Supplied data START

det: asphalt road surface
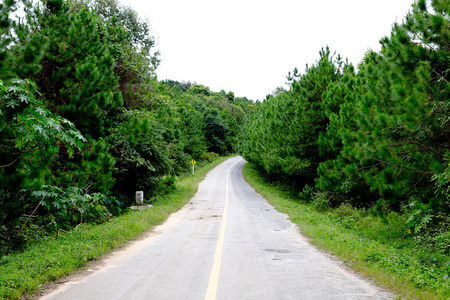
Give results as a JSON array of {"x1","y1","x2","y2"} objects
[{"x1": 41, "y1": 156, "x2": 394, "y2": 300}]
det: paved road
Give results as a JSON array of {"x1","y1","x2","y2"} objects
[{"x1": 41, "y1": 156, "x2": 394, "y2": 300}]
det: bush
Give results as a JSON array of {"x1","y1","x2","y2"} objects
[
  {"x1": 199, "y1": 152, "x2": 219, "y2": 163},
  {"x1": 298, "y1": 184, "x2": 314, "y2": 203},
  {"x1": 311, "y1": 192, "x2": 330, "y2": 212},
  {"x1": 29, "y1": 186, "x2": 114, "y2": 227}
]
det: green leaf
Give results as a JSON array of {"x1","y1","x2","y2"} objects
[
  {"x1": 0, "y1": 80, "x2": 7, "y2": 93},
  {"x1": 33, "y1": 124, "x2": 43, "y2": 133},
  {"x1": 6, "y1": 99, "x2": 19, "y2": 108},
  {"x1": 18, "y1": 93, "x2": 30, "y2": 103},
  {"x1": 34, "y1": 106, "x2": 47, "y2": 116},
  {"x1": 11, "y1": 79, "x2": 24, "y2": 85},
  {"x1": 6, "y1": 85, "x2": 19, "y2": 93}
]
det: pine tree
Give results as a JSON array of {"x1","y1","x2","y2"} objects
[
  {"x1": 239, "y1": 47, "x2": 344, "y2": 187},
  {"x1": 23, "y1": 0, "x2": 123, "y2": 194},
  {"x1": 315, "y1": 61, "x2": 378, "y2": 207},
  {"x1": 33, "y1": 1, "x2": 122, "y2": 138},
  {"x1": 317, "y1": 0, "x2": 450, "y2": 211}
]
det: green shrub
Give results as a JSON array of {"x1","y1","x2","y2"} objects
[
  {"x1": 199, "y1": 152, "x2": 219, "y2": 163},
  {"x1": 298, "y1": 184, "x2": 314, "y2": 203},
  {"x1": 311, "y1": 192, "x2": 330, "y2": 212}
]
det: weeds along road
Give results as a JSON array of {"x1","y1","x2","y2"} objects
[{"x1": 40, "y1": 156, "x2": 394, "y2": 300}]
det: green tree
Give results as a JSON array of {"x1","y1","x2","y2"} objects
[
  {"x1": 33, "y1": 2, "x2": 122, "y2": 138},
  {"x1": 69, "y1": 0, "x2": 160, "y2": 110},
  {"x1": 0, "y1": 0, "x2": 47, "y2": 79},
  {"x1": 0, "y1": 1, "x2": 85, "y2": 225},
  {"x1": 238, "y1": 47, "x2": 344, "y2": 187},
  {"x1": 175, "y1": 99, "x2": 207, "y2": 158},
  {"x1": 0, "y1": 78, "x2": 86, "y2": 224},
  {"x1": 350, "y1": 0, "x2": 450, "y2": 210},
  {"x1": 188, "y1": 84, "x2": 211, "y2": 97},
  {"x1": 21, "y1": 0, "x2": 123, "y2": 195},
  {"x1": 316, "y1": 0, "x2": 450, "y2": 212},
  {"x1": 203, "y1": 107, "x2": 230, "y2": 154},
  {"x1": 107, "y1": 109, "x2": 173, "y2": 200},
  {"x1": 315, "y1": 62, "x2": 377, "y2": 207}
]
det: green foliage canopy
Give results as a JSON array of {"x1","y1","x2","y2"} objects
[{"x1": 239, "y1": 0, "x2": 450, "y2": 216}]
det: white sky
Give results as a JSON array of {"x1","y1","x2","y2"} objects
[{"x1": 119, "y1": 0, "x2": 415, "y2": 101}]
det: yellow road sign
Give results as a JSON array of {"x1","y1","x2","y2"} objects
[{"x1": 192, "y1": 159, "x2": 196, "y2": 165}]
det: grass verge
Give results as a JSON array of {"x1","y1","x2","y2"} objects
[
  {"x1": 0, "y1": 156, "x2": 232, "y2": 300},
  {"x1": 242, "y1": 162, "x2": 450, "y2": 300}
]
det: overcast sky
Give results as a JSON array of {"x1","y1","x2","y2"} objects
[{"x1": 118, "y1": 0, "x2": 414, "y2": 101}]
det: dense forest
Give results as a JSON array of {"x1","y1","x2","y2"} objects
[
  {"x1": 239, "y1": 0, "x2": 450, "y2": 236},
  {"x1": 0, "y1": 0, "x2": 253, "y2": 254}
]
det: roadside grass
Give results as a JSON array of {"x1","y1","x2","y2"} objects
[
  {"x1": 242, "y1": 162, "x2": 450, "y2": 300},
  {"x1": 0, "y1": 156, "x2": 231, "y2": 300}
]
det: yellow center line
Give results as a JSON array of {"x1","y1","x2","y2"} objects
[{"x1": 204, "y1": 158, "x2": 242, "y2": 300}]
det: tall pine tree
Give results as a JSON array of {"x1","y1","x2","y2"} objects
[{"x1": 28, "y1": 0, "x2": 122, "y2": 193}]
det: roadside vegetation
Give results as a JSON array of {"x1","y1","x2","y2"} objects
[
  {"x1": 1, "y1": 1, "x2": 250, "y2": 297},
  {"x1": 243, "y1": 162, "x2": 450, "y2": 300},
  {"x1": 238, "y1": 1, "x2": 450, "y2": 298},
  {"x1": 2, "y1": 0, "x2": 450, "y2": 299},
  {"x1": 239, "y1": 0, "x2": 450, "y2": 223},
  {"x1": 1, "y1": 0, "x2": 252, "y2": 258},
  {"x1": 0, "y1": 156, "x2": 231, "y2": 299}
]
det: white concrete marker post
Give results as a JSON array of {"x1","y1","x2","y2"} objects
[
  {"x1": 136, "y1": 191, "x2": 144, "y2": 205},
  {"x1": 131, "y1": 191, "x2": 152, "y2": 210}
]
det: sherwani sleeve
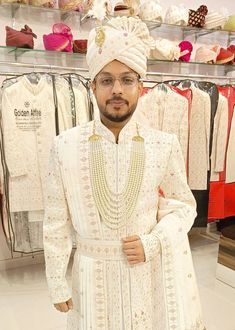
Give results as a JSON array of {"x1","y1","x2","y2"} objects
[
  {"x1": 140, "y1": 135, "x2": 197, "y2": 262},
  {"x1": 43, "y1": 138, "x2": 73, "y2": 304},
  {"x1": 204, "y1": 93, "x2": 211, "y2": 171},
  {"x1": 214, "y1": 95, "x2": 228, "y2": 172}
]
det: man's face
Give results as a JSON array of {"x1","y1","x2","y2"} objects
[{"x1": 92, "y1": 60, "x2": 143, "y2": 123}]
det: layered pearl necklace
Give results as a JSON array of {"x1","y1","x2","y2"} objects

Supplied data END

§ **Work to complete**
Each entry above should be printed again word for word, with any picture dropped.

§ **Solved exercise**
det: asphalt road surface
Give results as a JSON array of {"x1","y1","x2","y2"} objects
[{"x1": 41, "y1": 156, "x2": 394, "y2": 300}]
det: paved road
Give results as a JSON array of {"x1","y1","x2","y2"} objects
[{"x1": 41, "y1": 156, "x2": 394, "y2": 300}]
det: bush
Give results as a JSON array of {"x1","y1","x2","y2"} objects
[
  {"x1": 199, "y1": 152, "x2": 219, "y2": 163},
  {"x1": 298, "y1": 184, "x2": 314, "y2": 203},
  {"x1": 311, "y1": 192, "x2": 330, "y2": 212},
  {"x1": 29, "y1": 186, "x2": 114, "y2": 227}
]
det: green leaf
Give results as a JSON array of {"x1","y1","x2","y2"} objects
[
  {"x1": 0, "y1": 80, "x2": 7, "y2": 93},
  {"x1": 33, "y1": 124, "x2": 43, "y2": 133},
  {"x1": 6, "y1": 99, "x2": 19, "y2": 108},
  {"x1": 18, "y1": 93, "x2": 30, "y2": 103},
  {"x1": 34, "y1": 106, "x2": 47, "y2": 116},
  {"x1": 11, "y1": 79, "x2": 24, "y2": 85},
  {"x1": 6, "y1": 85, "x2": 19, "y2": 93}
]
det: pine tree
Give results as a JSON array of {"x1","y1","x2","y2"} objects
[
  {"x1": 239, "y1": 47, "x2": 344, "y2": 187},
  {"x1": 23, "y1": 0, "x2": 123, "y2": 194},
  {"x1": 315, "y1": 61, "x2": 378, "y2": 207},
  {"x1": 33, "y1": 1, "x2": 122, "y2": 138},
  {"x1": 317, "y1": 0, "x2": 450, "y2": 211}
]
det: green shrub
Give results as a JSON array of {"x1","y1","x2","y2"} objects
[
  {"x1": 199, "y1": 152, "x2": 219, "y2": 163},
  {"x1": 298, "y1": 184, "x2": 314, "y2": 203},
  {"x1": 311, "y1": 192, "x2": 330, "y2": 212}
]
det: weeds along road
Give results as a JSON array of {"x1","y1","x2","y2"} objects
[{"x1": 40, "y1": 156, "x2": 394, "y2": 300}]
det: green tree
Give results as a JSON array of {"x1","y1","x2","y2"} objects
[
  {"x1": 33, "y1": 2, "x2": 122, "y2": 138},
  {"x1": 69, "y1": 0, "x2": 160, "y2": 110},
  {"x1": 0, "y1": 0, "x2": 47, "y2": 79},
  {"x1": 0, "y1": 1, "x2": 85, "y2": 225},
  {"x1": 238, "y1": 47, "x2": 344, "y2": 187},
  {"x1": 175, "y1": 99, "x2": 207, "y2": 158},
  {"x1": 0, "y1": 78, "x2": 86, "y2": 224},
  {"x1": 350, "y1": 0, "x2": 450, "y2": 210},
  {"x1": 188, "y1": 84, "x2": 211, "y2": 97},
  {"x1": 21, "y1": 0, "x2": 123, "y2": 195},
  {"x1": 316, "y1": 0, "x2": 450, "y2": 212},
  {"x1": 203, "y1": 107, "x2": 230, "y2": 154},
  {"x1": 107, "y1": 109, "x2": 173, "y2": 200},
  {"x1": 315, "y1": 62, "x2": 377, "y2": 207}
]
det: green foliage canopy
Give results as a JSON array of {"x1","y1","x2","y2"} objects
[{"x1": 239, "y1": 0, "x2": 450, "y2": 216}]
det: white sky
Give results as a JSON array of {"x1","y1","x2","y2"} objects
[{"x1": 119, "y1": 0, "x2": 415, "y2": 101}]
det: yellow road sign
Give results as a JSON array of {"x1","y1","x2","y2"} objects
[{"x1": 192, "y1": 159, "x2": 196, "y2": 165}]
det: grass verge
Give results as a JSON array of {"x1","y1","x2","y2"} objects
[
  {"x1": 0, "y1": 156, "x2": 232, "y2": 300},
  {"x1": 242, "y1": 162, "x2": 450, "y2": 300}
]
det: overcast sky
Give results as a JSON array of {"x1","y1","x2","y2"} objects
[{"x1": 118, "y1": 0, "x2": 414, "y2": 101}]
det: dense forest
Give results as a JSON array of {"x1","y1","x2","y2"} objects
[
  {"x1": 239, "y1": 0, "x2": 450, "y2": 236},
  {"x1": 0, "y1": 0, "x2": 253, "y2": 254}
]
det: roadside grass
Give results as a JSON array of {"x1","y1","x2","y2"} objects
[
  {"x1": 242, "y1": 162, "x2": 450, "y2": 300},
  {"x1": 0, "y1": 156, "x2": 231, "y2": 300}
]
det: yellow center line
Give results as a JSON array of {"x1","y1","x2","y2"} objects
[{"x1": 204, "y1": 158, "x2": 242, "y2": 300}]
det: tall pine tree
Give results as a JSON array of {"x1","y1","x2","y2"} objects
[{"x1": 28, "y1": 0, "x2": 122, "y2": 193}]
det: roadside vegetation
Give results as a JSON array of {"x1","y1","x2","y2"} objects
[
  {"x1": 1, "y1": 1, "x2": 250, "y2": 297},
  {"x1": 243, "y1": 162, "x2": 450, "y2": 300},
  {"x1": 238, "y1": 1, "x2": 450, "y2": 298},
  {"x1": 2, "y1": 0, "x2": 450, "y2": 299},
  {"x1": 239, "y1": 0, "x2": 450, "y2": 223},
  {"x1": 1, "y1": 0, "x2": 252, "y2": 258},
  {"x1": 0, "y1": 156, "x2": 231, "y2": 299}
]
det: white concrete marker post
Give results as a JSON array of {"x1","y1","x2","y2"} objects
[
  {"x1": 136, "y1": 191, "x2": 144, "y2": 205},
  {"x1": 131, "y1": 191, "x2": 152, "y2": 210}
]
det: sherwani sleeve
Give results as a JSON array of {"x1","y1","x2","y2"} objects
[
  {"x1": 140, "y1": 135, "x2": 197, "y2": 262},
  {"x1": 43, "y1": 138, "x2": 73, "y2": 304},
  {"x1": 204, "y1": 93, "x2": 211, "y2": 171},
  {"x1": 214, "y1": 95, "x2": 228, "y2": 172}
]
det: man's face
Give results as a JSON array of {"x1","y1","x2","y2"} objects
[{"x1": 92, "y1": 60, "x2": 143, "y2": 123}]
det: layered pearl necklace
Give results as a JSON array of {"x1","y1","x2","y2"} objects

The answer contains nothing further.